Copy the stretch of the life expectancy article below from "Let’s implement the" through "is also anticipated.", word for word.
━━━━━ Text excerpt ━━━━━
Predicting Life Expectancy Using Linear Regression

With the advancements in Machine Learning and Data Science, we now have the ability to predict the remaining life expectancy of a person with a high degree of accuracy, based on certain essential parameters. In this blog post, we will be exploring the parameters that affect the life expectancy of individuals living in different countries, and how machine learning models can be used to estimate life expectancy. We will also be focusing on the specific parameters that have the most significant impact on an individual's life expectancy.

Key takeaways from this blog

  • Effective Data Visualization techniques
  • The intuition behind the Linear Regression model
  • Application of Linear Regression in predicting Life Expectancy
  • Evaluation techniques for the linear regression model
  • Use of life-expectancy prediction by different industries.

Let’s start by understanding Life Expectancy.

What is Life Expectancy?

The term “life expectancy” refers to the number of years a person can expect to live. By definition, life expectancy is based on an estimate of the average age members of a particular population group will be when they die.

Life expectancy depends on several factors, the most important being gender and birth year. Generally, females have a slightly higher life expectancy than males due to biological differences. Other factors that influence life expectancy include:

  • Race and Ethnicity
  • Family Medical History
  • Risky Lifestyle choices

However, that’s hardly the entire list! As we work our way through the data analysis, we will explore additional hidden factors that influence the life expectancy of an individual.

Data Analysis for WHO dataset

We use the Life Expectancy (WHO) Kaggle dataset for this demonstration.

Let’s start by loading the data.

import pandas as pd
life_exp = pd.read_csv('Life Expectancy Data.csv')
life_exp.head()

WHO dataset columns for predicting life expectancy

Distribution of Life Expectancy

Most of the lifespan lies between 45 to 90 years, with an average lifespan of 69 years.

sns.histplot(life_exp['Life expectancy'].dropna(), kde=True, color='orange')

Life expectancy distribution with respect to age in the WHO dataset

Correlation Heatmap

A correlation heat map is a graphical representation of a correlation matrix representing the correlation between different variables. This helps in understanding the linear dependencies of variables over each other. Correlation is always calculated between two variables and has a range of [-1, 1].

  • A correlation value close to zero means the two variables are unrelated
  • An absolute correlation value close to 1 means the two variables are perfectly related.

Let’s implement the heat map in python for dependency visualization:

cmap = sns.diverging_palette(500, 10, as_cmap=True)
sns.heatmap(life_exp.corr(), cmap=cmap, center=0, annot=False, square=True);

Correlation heatmap plot using seaborn library on WHO dataset

Life expectancy considerably correlates with Adult Mortality, BMI, Schooling, HIV/AIDS, ICOR, and GDP. The following insights can be drawn based on the correlation heatmap:

  • Life expectancy and Adult Mortality rates have a high negative correlation, which is also anticipated.
  • BMI has a positive correlation with Life expectancy.
  • GDP also has a positive correlation with Life expectancy, which can be inferred that as the country’s GDP increases, life expectancy also increases.
  • Not surprisingly, Schooling years have a high positive correlation with Life expectancy. Proper schooling leads to the adoption of healthy habits and discipline.
━━━━━ Data for analysis ━━━━━
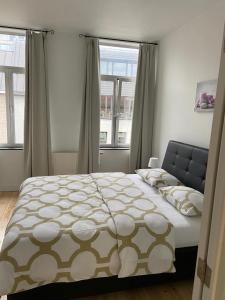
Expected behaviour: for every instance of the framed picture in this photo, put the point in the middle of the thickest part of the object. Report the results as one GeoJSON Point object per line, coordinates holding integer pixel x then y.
{"type": "Point", "coordinates": [205, 96]}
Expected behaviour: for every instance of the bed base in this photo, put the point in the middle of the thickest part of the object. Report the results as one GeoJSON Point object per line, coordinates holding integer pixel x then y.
{"type": "Point", "coordinates": [185, 268]}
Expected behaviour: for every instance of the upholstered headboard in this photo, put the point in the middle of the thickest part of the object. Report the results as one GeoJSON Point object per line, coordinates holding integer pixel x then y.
{"type": "Point", "coordinates": [187, 163]}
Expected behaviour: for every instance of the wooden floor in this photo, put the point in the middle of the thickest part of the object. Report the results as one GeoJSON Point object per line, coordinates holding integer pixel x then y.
{"type": "Point", "coordinates": [181, 290]}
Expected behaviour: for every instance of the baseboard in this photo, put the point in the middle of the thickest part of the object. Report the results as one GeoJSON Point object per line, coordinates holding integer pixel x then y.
{"type": "Point", "coordinates": [9, 188]}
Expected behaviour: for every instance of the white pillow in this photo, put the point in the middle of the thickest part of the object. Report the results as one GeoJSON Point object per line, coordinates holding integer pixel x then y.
{"type": "Point", "coordinates": [158, 177]}
{"type": "Point", "coordinates": [186, 200]}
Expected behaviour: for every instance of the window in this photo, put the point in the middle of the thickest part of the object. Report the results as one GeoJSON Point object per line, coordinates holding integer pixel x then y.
{"type": "Point", "coordinates": [12, 89]}
{"type": "Point", "coordinates": [118, 66]}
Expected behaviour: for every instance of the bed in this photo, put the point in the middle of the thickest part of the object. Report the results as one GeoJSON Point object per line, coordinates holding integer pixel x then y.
{"type": "Point", "coordinates": [111, 245]}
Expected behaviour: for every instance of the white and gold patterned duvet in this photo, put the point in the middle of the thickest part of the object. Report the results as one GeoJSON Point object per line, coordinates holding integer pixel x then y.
{"type": "Point", "coordinates": [74, 227]}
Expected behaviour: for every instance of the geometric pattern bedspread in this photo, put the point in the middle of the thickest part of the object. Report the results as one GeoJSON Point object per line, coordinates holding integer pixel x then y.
{"type": "Point", "coordinates": [74, 227]}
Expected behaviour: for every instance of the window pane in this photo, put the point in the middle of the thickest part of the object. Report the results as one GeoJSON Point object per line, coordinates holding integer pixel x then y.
{"type": "Point", "coordinates": [106, 112]}
{"type": "Point", "coordinates": [119, 61]}
{"type": "Point", "coordinates": [12, 50]}
{"type": "Point", "coordinates": [3, 114]}
{"type": "Point", "coordinates": [125, 113]}
{"type": "Point", "coordinates": [18, 93]}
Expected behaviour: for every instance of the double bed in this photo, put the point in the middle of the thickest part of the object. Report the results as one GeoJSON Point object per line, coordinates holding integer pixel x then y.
{"type": "Point", "coordinates": [82, 234]}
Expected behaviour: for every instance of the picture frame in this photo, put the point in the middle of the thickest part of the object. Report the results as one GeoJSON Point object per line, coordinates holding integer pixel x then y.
{"type": "Point", "coordinates": [205, 96]}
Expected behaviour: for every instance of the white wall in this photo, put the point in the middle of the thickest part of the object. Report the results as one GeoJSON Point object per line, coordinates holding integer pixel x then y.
{"type": "Point", "coordinates": [187, 56]}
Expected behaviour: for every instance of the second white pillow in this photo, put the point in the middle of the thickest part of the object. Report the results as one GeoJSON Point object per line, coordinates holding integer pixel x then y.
{"type": "Point", "coordinates": [158, 177]}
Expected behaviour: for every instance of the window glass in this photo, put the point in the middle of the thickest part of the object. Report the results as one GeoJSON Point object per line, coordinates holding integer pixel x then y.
{"type": "Point", "coordinates": [12, 50]}
{"type": "Point", "coordinates": [125, 112]}
{"type": "Point", "coordinates": [3, 114]}
{"type": "Point", "coordinates": [12, 69]}
{"type": "Point", "coordinates": [106, 112]}
{"type": "Point", "coordinates": [18, 94]}
{"type": "Point", "coordinates": [119, 61]}
{"type": "Point", "coordinates": [118, 66]}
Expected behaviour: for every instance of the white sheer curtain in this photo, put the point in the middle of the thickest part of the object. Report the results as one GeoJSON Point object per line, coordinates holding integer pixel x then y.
{"type": "Point", "coordinates": [36, 123]}
{"type": "Point", "coordinates": [90, 121]}
{"type": "Point", "coordinates": [142, 125]}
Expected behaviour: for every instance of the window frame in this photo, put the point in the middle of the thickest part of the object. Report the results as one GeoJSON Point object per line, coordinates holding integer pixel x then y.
{"type": "Point", "coordinates": [117, 89]}
{"type": "Point", "coordinates": [9, 95]}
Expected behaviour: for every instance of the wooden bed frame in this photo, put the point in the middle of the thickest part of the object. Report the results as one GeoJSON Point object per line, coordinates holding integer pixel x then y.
{"type": "Point", "coordinates": [188, 163]}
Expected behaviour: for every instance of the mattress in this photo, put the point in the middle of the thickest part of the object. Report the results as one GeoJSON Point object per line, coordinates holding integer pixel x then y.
{"type": "Point", "coordinates": [75, 227]}
{"type": "Point", "coordinates": [187, 229]}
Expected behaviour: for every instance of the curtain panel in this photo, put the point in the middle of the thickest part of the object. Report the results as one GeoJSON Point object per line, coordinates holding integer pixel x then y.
{"type": "Point", "coordinates": [36, 119]}
{"type": "Point", "coordinates": [88, 160]}
{"type": "Point", "coordinates": [142, 125]}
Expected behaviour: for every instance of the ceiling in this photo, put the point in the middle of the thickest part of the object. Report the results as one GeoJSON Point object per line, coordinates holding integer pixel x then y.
{"type": "Point", "coordinates": [130, 19]}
━━━━━
» **Output of the task**
Let’s implement the heat map in python for dependency visualization:

cmap = sns.diverging_palette(500, 10, as_cmap=True)
sns.heatmap(life_exp.corr(), cmap=cmap, center=0, annot=False, square=True);

Correlation heatmap plot using seaborn library on WHO dataset

Life expectancy considerably correlates with Adult Mortality, BMI, Schooling, HIV/AIDS, ICOR, and GDP. The following insights can be drawn based on the correlation heatmap:

  • Life expectancy and Adult Mortality rates have a high negative correlation, which is also anticipated.